Answer these questions from the text below on the Ilan kidnapping and French society:
1. Whom does the lawyer Teddy Cohen represent?
2. In which years did the Socialist Party government impose austerity policies?
3. Which two words does Nicolas Sarkozy use for the people he intends to rid the neighbourhoods of?
Top of Selected text
Fofana has consistently denied any anti-Semitic motivation and maintained that the kidnapping of Ilan was purely “for financial ends.” Teddy Cohen, the lawyer representing one of the detained suspects, declared that his client had not acted out of anti-Semitism.

The initial emphasis on the purely criminal nature of the horror endured by Ilan provoked the question: How is it that French society can produce such bestial behaviour? There is no doubt it is the product of a social breakdown affecting the poorest sections of French society, largely concentrated in desolate housing estates on the periphery of urban centres.

Decades of neglect since the end of the post-war boom and the imposition of austerity policies in 1982-1983 by the Socialist Party government of President François Mitterrand and Prime Minister Pierrre Maurois, continued since by successive governments, have led to chronically high levels of unemployment, especially among the youth, and a climate of despair.

The failure of the Communist Party, mostly in coalition governments with the Socialist Party since 1981, and the trade unions, notably the CP-linked General Confederation of Labour (CGT), to pose an alternative has meant the de facto abandonment of these sections of society. These organisations act purely as providers of palliatives and keepers of the peace, seeking to contain the ever-present threat of social explosions, such as those of immigrant youth in the working class suburbs last October and November.

The alienation of working class and immigrant youth has been exacerbated by local and national government policies of police repression, rather than social progress. Racial discrimination and the ideological offensive against Muslims in the name of the “war on terrorism” have played a part.

In France, this has taken the form of a law against girls wearing the Muslim scarf in school, and Interior Minister Nicolas Sarkozy has sought to whip up anti-Muslim and anti-immigrant sentiment. He has paid visits to estates, flanked by heavily armed police, declaring his intention to clean up the neighbourhoods and rid them of human “scum” and “gangrene.”

At the same time, there has been an escalating legislative offensive to curtail immigration.
Bottom of Selected text
Top of Extracted entries
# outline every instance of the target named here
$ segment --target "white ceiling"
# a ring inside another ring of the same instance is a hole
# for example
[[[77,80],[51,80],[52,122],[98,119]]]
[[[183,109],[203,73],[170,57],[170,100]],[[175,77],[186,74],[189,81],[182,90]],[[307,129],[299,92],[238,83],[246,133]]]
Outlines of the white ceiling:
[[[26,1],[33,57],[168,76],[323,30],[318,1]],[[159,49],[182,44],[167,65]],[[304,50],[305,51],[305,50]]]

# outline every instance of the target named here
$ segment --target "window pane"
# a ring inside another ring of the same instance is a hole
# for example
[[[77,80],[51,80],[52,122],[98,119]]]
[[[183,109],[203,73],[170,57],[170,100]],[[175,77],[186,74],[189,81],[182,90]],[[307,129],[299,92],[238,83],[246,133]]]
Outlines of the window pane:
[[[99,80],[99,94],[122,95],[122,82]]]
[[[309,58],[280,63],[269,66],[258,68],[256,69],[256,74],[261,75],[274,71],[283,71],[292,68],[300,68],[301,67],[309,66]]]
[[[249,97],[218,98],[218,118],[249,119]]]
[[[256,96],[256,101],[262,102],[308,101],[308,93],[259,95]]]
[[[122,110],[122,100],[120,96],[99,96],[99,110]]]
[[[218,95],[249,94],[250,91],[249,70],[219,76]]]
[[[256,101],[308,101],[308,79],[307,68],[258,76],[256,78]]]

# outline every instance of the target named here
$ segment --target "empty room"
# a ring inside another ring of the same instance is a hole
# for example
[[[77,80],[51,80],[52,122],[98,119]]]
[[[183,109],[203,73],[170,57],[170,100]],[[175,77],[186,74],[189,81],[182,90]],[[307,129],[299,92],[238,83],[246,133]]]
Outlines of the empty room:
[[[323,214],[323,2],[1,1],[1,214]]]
Bottom of Extracted entries
Exercise solution:
1. One of the detained suspects.
2. 1982-1983.
3. "Scum" and "gangrene."